[Required actions]
• 1. Which file does the diff in the forum post change?
• 2. Please copy the forum post word for word, starting at "I have suggested" and ending at "lock = threading.Lock()".

[Passage given]
▶
Sorry I didn't get time to get back to this,
@desh2608
Do you keep using LilcomChunkyWriter and the issue disappears or do you just switch to LilcomChunk LilcomHdf5Writer and then the issue disappear?
I have suggested @luomingshuang to use the changes in https://github.com/k2-fsa/icefall/discussions/391#discussioncomment-2885803
That is,
diff --git a/lhotse/features/io.py b/lhotse/features/io.py
index 8ddeed1..b139ae7 100644
--- a/lhotse/features/io.py
+++ b/lhotse/features/io.py
@@ -380,7 +380,8 @@ def lookup_cache_or_open_regular_file(storage_path: str):
The file handles can be freed at any time by calling ``close_cached_file_handles()``.
"""
f = open(storage_path, "rb")
- return f
+ lock = threading.Lock()
+ return f, lock
@lru_cache(maxsize=None)
◀
[Available data]
▶
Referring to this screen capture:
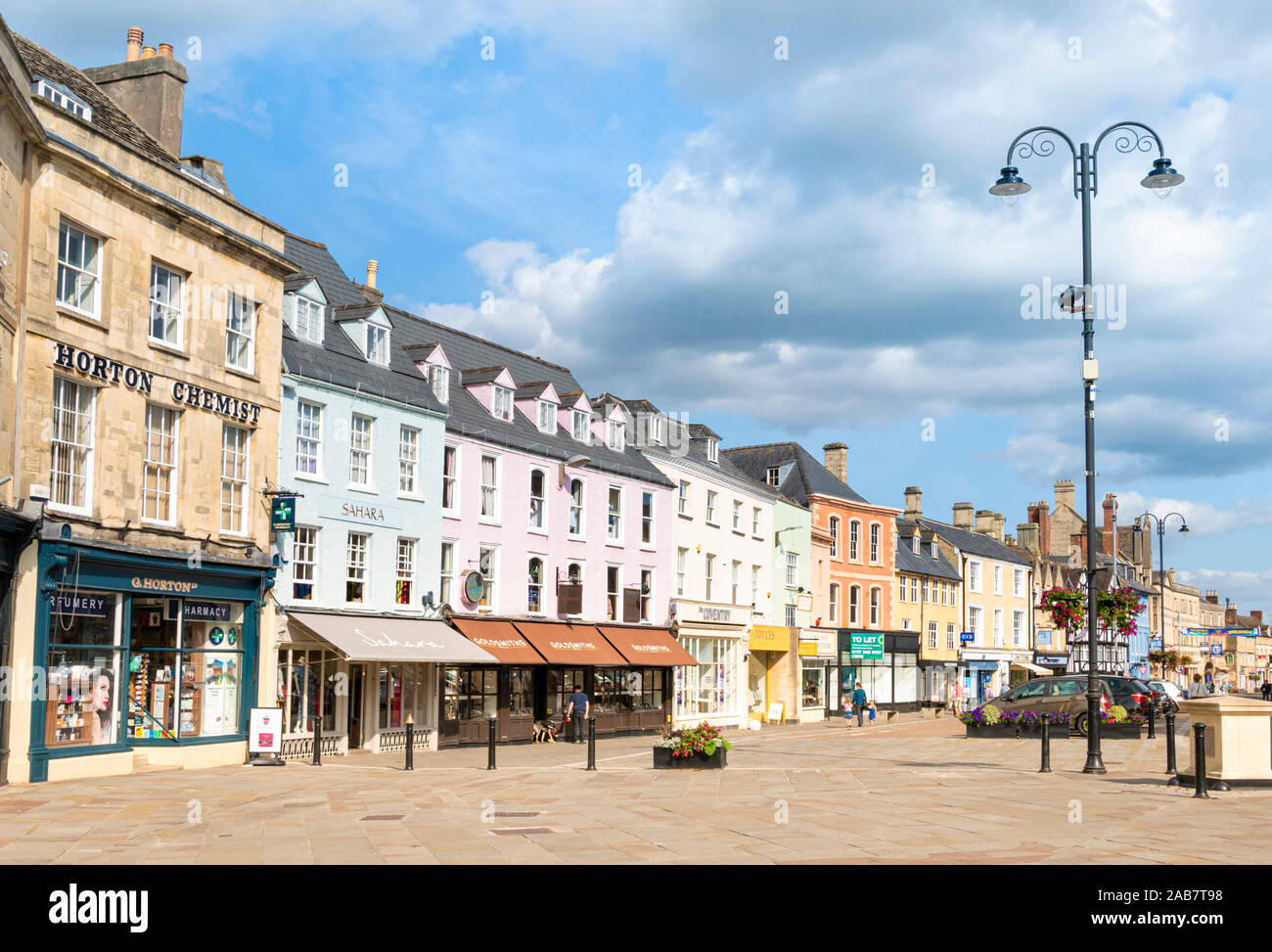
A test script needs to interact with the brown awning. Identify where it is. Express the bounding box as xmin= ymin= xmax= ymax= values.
◀
[Responses to the exercise]
• 1. lhotse/features/io.py

• 2.
I have suggested @luomingshuang to use the changes in https://github.com/k2-fsa/icefall/discussions/391#discussioncomment-2885803
That is,
diff --git a/lhotse/features/io.py b/lhotse/features/io.py
index 8ddeed1..b139ae7 100644
--- a/lhotse/features/io.py
+++ b/lhotse/features/io.py
@@ -380,7 +380,8 @@ def lookup_cache_or_open_regular_file(storage_path: str):
The file handles can be freed at any time by calling ``close_cached_file_handles()``.
"""
f = open(storage_path, "rb")
- return f
+ lock = threading.Lock()